▶ **DIRECTION**
Pull out every line in the rows below that contains the word "neighboring", and copy each one in full.

--- start DATA SUPPLIED ---

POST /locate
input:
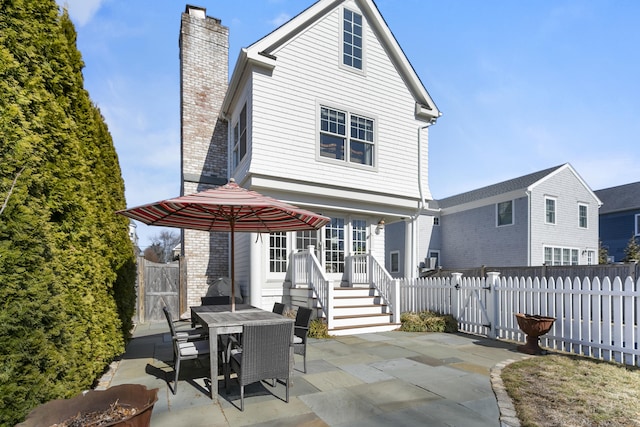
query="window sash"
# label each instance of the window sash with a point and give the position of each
(278, 252)
(582, 212)
(550, 211)
(334, 246)
(359, 236)
(333, 137)
(505, 213)
(395, 262)
(352, 39)
(240, 138)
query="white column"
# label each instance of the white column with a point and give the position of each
(255, 271)
(409, 249)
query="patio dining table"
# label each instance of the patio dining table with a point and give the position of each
(219, 319)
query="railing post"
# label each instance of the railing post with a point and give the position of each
(395, 300)
(308, 269)
(329, 306)
(492, 302)
(456, 280)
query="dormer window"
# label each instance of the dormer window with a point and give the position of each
(352, 39)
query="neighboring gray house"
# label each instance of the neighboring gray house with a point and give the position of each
(547, 217)
(619, 218)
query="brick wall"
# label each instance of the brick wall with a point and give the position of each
(204, 64)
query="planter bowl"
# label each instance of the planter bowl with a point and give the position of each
(131, 395)
(534, 326)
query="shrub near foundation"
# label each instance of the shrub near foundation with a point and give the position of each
(427, 321)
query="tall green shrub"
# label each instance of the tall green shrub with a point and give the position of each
(67, 269)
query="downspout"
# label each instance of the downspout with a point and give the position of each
(529, 220)
(412, 264)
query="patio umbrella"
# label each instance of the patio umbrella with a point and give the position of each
(229, 208)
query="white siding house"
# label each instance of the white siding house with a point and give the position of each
(547, 217)
(325, 113)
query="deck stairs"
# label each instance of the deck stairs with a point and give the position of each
(357, 309)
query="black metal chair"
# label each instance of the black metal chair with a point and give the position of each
(301, 332)
(266, 354)
(278, 308)
(187, 345)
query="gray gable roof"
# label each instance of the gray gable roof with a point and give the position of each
(620, 198)
(520, 183)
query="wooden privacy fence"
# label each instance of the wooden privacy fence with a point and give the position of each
(595, 318)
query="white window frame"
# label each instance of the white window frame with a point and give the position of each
(279, 251)
(343, 131)
(239, 139)
(555, 210)
(558, 255)
(498, 224)
(359, 231)
(344, 43)
(396, 255)
(584, 217)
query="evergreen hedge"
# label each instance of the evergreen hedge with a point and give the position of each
(67, 266)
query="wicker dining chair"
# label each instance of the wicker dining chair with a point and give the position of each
(301, 332)
(266, 354)
(216, 300)
(187, 345)
(278, 308)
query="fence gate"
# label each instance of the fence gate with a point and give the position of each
(474, 303)
(158, 286)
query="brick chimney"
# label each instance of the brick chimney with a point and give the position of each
(204, 77)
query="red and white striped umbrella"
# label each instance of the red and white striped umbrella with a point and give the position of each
(227, 208)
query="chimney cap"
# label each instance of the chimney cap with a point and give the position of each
(196, 11)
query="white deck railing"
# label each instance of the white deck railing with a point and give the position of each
(307, 271)
(365, 269)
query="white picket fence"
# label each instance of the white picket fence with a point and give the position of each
(594, 318)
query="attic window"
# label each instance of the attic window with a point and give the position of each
(352, 40)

--- end DATA SUPPLIED ---

▶ **REPLY**
query="neighboring gray house"
# label each instance of the neighboring gray house with a point and give the position of each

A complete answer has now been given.